------ RECORDS FOR THE TASK

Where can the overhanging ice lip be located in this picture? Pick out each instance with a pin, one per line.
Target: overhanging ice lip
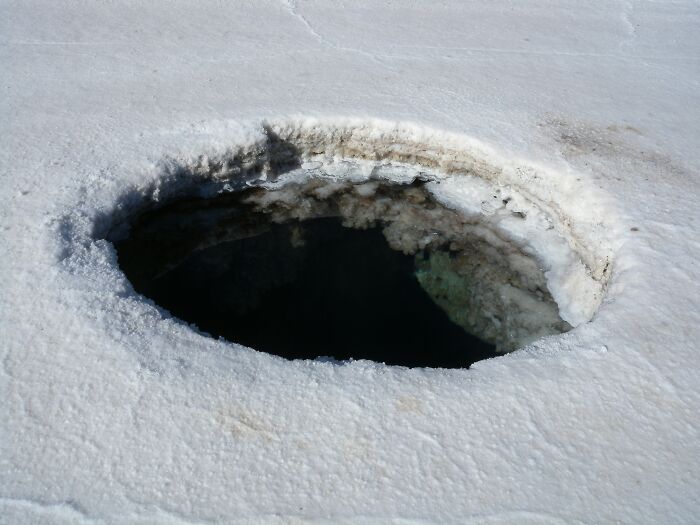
(510, 204)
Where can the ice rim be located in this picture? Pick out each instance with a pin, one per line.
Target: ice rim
(559, 219)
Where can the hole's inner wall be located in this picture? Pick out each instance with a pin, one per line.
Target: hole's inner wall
(326, 267)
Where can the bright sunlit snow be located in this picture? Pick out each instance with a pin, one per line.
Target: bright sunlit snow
(565, 132)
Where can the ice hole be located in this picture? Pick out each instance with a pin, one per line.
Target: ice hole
(340, 267)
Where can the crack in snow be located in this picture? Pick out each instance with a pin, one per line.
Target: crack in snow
(626, 17)
(291, 6)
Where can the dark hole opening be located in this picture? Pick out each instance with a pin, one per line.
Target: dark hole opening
(300, 290)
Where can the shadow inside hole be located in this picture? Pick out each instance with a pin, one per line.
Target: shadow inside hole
(369, 270)
(314, 288)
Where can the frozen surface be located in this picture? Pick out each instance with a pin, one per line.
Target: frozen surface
(113, 411)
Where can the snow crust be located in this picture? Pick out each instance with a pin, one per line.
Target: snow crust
(115, 412)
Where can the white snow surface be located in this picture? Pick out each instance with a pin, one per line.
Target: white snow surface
(114, 412)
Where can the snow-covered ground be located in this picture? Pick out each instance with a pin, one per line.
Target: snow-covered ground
(114, 412)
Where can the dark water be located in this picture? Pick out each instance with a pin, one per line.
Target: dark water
(308, 289)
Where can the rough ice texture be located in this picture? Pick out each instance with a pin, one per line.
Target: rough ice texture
(114, 412)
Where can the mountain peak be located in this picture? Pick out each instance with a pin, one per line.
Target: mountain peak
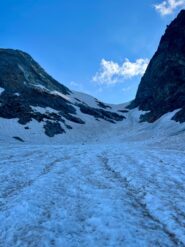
(162, 88)
(19, 70)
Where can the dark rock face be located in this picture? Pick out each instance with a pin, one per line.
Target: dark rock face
(27, 86)
(18, 70)
(162, 88)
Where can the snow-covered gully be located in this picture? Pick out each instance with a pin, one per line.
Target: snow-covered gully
(91, 195)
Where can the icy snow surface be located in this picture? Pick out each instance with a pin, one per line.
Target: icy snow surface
(129, 194)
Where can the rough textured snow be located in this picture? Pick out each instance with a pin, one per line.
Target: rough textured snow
(92, 195)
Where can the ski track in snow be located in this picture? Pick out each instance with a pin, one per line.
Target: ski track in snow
(91, 195)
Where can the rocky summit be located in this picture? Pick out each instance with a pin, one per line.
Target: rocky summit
(28, 93)
(162, 88)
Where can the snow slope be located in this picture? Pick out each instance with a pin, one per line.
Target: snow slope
(92, 195)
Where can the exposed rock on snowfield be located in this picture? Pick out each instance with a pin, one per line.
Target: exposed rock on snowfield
(162, 88)
(27, 92)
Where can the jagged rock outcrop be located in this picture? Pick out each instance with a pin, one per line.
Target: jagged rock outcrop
(26, 89)
(162, 88)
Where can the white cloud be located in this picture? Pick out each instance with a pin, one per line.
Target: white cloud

------------

GIVEN INSTRUCTION
Which lines run from the one containing "Where can the ski" to the end of the entries above? Quote exactly those, and only those.

THE REPLY
Where can the ski track in snow be located in this picture? Pick out each instance with a pin, one per line.
Target: ski track in snow
(91, 195)
Where can the rocky summit be located in this picture? Pick out each instance with a pin, one per line.
Target: rocky summit
(28, 93)
(162, 88)
Where can the snow slope be located in this picture? Pick out each instance with a pin, one per line.
Target: snow slope
(92, 195)
Where can the exposed rock on snowfield be located in this picture? Pick out each instance with a pin, one per line.
Target: exposed rock on snowfield
(162, 88)
(27, 92)
Where can the jagged rock outcrop be located in this picture? Pick out each instance with a pin, one per line.
Target: jagged rock outcrop
(26, 89)
(162, 88)
Where can the white cloud be located in this picture? Pick out each instance with a pin, one per line.
Target: white cloud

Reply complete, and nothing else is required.